Selected excerpt:
####################
You can, of course, both log and use a monitoring service as above.

If your rescue block is the last thing in a method, I recommend having an explicit return:

def my_method
  begin
    foo.bar
  rescue => e
    Rails.logger.error { "#{e.message} #{e.backtrace.join("\n")}" }
    Rollbar.report_exception(e)
    nil
  end
end

You may not always want to return nil, sometimes you might be better off with a null object or whatever else makes sense in the context of your application. Consistently using explicit return values will save everyone a lot of confusion.

You can also re-raise the same error or raise a different one inside your rescue block. One pattern that I often find useful is to wrap the existing exception in a new one and raise that one so as not to lose the original stack trace (I even wrote a gem for this since Ruby doesn't provide this functionality out of the box). Later on in the article when we talk about external services, I will show you why this can be useful.
####################
Source material:

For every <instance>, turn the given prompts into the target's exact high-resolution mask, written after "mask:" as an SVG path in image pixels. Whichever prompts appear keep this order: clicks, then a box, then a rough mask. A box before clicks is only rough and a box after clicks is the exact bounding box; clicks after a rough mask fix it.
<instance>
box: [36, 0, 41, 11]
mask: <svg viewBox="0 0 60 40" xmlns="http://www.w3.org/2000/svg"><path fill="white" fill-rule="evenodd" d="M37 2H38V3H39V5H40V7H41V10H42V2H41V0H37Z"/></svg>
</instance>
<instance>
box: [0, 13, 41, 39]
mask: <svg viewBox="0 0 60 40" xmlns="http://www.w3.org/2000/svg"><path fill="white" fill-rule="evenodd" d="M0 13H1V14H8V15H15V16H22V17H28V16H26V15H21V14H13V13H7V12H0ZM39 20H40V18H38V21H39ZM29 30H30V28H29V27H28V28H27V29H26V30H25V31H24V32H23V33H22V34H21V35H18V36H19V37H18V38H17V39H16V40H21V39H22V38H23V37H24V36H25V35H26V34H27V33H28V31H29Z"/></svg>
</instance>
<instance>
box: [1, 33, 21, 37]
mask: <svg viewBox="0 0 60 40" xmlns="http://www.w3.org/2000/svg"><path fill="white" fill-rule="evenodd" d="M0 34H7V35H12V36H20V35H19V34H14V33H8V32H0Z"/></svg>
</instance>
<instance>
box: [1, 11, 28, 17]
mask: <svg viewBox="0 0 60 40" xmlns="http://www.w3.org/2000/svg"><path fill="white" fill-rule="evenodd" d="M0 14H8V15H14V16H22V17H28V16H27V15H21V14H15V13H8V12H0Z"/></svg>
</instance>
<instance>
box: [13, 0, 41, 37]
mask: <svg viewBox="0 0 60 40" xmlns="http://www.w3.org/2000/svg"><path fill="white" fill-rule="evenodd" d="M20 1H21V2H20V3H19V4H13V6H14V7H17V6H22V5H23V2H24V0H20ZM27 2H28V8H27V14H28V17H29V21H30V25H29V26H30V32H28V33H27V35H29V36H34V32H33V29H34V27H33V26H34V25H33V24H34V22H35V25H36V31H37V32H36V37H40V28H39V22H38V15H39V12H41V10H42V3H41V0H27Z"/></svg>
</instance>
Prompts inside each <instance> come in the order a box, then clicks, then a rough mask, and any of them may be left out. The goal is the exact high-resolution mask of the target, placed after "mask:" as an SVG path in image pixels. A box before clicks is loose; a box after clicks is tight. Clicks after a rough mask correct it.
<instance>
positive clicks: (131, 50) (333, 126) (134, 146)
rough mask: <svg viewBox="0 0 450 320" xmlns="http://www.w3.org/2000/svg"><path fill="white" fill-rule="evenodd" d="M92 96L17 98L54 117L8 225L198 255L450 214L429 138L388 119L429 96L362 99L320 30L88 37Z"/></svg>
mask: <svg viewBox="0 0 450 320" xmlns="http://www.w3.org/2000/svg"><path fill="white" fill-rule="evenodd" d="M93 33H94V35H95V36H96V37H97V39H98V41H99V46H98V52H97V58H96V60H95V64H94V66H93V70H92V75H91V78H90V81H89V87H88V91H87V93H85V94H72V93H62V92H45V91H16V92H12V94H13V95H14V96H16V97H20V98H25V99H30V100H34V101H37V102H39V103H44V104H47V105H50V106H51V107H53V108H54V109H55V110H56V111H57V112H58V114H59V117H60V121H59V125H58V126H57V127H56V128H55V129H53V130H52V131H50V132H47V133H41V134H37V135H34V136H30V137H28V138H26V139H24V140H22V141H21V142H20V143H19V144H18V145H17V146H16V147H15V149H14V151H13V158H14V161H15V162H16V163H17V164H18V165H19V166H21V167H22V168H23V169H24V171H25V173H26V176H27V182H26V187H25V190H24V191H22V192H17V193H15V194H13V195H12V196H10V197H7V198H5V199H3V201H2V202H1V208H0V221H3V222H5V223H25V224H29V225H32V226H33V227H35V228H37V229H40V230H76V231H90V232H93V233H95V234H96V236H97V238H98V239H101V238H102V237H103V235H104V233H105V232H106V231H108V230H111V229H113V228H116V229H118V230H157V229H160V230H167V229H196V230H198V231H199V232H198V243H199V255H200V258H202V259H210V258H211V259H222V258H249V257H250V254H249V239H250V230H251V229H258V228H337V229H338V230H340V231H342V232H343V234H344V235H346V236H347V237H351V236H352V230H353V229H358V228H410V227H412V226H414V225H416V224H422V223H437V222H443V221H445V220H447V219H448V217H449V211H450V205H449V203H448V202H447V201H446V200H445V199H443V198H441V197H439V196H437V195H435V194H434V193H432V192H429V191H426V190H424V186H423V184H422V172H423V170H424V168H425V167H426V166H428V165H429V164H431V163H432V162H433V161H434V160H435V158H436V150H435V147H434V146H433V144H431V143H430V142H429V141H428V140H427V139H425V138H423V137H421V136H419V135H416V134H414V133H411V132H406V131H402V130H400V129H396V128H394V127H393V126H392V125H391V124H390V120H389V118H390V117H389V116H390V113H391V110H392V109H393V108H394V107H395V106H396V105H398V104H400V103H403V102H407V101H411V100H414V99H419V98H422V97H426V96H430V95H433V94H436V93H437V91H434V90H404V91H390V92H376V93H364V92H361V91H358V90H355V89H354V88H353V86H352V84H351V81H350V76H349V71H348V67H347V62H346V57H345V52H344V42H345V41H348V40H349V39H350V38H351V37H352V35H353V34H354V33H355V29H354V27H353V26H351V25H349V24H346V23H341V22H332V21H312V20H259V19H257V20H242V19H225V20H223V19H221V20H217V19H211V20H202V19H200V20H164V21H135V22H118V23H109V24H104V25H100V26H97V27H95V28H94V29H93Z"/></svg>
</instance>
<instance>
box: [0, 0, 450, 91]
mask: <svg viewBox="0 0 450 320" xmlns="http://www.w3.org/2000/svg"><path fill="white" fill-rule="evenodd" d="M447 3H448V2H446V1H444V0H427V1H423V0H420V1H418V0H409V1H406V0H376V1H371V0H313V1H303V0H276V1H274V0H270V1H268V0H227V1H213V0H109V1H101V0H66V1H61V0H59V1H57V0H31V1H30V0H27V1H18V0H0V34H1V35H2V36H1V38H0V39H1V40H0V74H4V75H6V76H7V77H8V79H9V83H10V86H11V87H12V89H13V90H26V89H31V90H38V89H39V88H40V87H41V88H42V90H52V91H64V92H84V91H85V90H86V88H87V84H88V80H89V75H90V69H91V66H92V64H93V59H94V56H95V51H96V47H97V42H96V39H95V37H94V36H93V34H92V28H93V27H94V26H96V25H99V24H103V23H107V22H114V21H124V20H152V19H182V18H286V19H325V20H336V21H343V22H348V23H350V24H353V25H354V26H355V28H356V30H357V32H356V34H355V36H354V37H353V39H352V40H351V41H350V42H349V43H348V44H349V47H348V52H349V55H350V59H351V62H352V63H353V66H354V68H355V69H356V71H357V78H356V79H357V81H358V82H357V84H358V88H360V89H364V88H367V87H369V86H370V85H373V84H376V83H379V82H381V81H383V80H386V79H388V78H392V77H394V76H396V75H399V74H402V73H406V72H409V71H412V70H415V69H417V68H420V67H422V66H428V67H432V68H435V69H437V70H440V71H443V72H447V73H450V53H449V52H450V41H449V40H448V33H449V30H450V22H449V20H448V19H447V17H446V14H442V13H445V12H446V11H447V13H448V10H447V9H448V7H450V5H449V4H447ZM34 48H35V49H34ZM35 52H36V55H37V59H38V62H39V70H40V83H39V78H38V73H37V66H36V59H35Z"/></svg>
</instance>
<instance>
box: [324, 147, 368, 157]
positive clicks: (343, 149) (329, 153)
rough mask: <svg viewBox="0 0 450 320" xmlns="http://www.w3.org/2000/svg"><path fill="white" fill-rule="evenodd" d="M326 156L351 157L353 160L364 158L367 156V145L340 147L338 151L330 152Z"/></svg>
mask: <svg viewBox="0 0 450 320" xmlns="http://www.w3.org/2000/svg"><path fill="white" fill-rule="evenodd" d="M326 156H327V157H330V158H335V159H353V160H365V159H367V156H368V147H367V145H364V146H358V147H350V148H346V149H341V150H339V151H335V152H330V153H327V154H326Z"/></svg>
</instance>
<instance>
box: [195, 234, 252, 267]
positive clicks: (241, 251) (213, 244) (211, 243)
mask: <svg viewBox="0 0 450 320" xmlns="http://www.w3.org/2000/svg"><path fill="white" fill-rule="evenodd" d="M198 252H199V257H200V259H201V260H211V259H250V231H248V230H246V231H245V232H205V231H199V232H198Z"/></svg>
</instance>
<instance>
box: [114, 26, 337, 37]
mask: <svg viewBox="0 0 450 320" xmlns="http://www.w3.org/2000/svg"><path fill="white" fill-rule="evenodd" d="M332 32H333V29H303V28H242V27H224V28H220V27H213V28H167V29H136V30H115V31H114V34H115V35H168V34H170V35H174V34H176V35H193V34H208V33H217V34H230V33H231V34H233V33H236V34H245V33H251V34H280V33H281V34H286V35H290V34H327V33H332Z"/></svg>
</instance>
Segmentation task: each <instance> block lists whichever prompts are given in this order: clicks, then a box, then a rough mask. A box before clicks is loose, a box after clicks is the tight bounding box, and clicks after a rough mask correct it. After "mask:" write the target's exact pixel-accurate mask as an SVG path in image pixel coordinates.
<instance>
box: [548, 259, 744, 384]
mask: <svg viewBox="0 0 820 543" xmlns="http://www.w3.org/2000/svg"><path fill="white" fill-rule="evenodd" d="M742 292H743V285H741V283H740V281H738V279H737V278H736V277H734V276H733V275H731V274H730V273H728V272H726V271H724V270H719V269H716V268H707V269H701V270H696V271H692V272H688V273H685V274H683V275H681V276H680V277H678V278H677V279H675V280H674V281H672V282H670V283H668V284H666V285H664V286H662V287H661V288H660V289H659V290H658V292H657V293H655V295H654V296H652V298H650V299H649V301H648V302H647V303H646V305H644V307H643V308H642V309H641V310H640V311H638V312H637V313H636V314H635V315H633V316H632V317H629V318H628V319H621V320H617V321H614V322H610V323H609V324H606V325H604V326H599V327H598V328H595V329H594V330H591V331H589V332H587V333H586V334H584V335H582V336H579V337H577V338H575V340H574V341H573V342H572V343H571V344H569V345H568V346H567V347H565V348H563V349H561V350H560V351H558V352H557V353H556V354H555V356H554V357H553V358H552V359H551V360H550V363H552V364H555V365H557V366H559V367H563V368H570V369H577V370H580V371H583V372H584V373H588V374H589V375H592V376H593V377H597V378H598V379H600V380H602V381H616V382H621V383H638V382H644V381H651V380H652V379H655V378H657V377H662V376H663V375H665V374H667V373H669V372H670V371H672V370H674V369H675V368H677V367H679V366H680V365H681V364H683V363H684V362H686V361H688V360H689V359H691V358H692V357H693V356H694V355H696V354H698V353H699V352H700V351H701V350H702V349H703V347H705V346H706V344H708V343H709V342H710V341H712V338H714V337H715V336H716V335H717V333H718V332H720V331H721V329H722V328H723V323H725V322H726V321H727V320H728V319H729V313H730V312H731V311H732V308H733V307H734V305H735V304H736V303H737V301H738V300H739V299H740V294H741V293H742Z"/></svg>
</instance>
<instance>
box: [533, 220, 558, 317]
####################
The task: Repeat the passage on Ruby rescue blocks from "You may not" up to and including "lot of confusion.".

Reply to the exercise:
You may not always want to return nil, sometimes you might be better off with a null object or whatever else makes sense in the context of your application. Consistently using explicit return values will save everyone a lot of confusion.